Segment Open
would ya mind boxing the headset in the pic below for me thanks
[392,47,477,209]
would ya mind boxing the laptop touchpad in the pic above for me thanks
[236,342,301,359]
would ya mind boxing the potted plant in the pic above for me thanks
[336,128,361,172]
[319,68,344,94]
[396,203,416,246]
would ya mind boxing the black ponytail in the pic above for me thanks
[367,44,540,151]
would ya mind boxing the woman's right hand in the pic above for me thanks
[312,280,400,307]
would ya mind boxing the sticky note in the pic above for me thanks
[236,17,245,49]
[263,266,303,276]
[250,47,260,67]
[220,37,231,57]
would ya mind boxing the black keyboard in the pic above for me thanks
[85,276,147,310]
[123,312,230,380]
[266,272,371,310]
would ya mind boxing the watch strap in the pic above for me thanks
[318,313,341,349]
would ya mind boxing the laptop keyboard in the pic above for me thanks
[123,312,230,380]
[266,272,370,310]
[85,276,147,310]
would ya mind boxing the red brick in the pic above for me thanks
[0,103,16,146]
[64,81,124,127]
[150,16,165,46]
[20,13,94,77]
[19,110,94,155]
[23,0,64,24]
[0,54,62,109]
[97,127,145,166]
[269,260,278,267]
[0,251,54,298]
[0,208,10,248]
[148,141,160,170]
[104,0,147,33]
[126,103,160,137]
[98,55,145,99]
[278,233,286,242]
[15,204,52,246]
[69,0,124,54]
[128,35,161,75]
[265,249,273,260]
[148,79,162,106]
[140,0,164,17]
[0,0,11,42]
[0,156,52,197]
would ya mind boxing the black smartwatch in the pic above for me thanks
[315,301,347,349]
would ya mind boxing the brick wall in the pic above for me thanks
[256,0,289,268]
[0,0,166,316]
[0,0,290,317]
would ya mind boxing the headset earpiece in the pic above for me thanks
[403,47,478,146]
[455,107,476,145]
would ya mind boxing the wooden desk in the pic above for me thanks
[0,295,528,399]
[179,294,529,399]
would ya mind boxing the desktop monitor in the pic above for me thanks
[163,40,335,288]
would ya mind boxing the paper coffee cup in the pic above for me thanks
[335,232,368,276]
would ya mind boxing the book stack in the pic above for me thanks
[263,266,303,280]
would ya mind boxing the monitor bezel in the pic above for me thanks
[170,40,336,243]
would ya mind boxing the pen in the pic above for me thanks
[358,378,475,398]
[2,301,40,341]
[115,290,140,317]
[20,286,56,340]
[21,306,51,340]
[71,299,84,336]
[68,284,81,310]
Segment Closed
#### Action item:
Please set down all the data word for word.

#### Output:
would ya mind boxing the headset in the pic below for me thanks
[392,47,477,209]
would ya mind boxing the laptop touchpad in the pic above for me thanks
[236,342,301,359]
would ya mind boxing the potted plant in the pic above for me thanks
[336,128,361,172]
[319,68,344,94]
[396,203,416,246]
would ya mind boxing the black ponytail in the pic above for me thanks
[367,44,540,151]
would ya mind boxing the woman's right hand in the pic above for me thanks
[312,280,400,307]
would ya mind boxing the sticky note in the pic above for me thanks
[236,17,245,49]
[263,266,303,276]
[250,47,260,67]
[220,37,231,57]
would ya mind boxing the black keyboard in the pic above for me thanks
[85,276,147,310]
[123,312,230,380]
[266,272,371,310]
would ya mind boxing the watch strap in the pic above for me thanks
[318,313,341,349]
would ya mind boxing the laptop keyboard in the pic above for me thanks
[123,312,230,380]
[266,272,370,310]
[85,276,147,310]
would ya mind boxing the red brick in the pic above for me thanks
[0,103,16,146]
[64,81,124,127]
[150,16,165,46]
[20,13,94,77]
[19,110,94,155]
[23,0,64,24]
[0,54,62,109]
[97,127,145,166]
[269,260,278,267]
[0,251,54,298]
[0,208,10,248]
[148,141,160,170]
[104,0,147,33]
[126,103,160,137]
[98,55,145,99]
[278,233,286,242]
[15,204,52,246]
[69,0,124,54]
[128,35,161,75]
[265,249,273,260]
[148,79,162,106]
[140,0,164,17]
[0,0,11,42]
[0,156,52,197]
would ya mind boxing the black smartwatch in the pic above for me thanks
[315,301,347,349]
would ya mind boxing the brick wall in the pic above for me thanks
[256,0,289,268]
[0,0,166,316]
[0,0,290,317]
would ya mind boxing the headset earpiece in the pic above for me thanks
[403,47,478,146]
[455,107,476,145]
would ya mind boxing the wooden desk in the pic above for me thanks
[0,295,528,399]
[179,294,529,399]
would ya mind boxing the desktop monitor in the pic above for me thanks
[163,40,335,288]
would ya mind boxing the paper coffee cup in the pic above for me thanks
[335,232,368,276]
would ya mind boxing the book stack in the pic above for me thanks
[263,266,303,280]
would ya mind boxing the monitor bezel in the pic above for me thanks
[170,40,336,243]
would ya mind boxing the pen in the pic above for me thanks
[358,378,475,398]
[2,301,40,341]
[115,290,140,317]
[20,286,56,340]
[21,306,51,340]
[71,299,84,336]
[68,284,81,310]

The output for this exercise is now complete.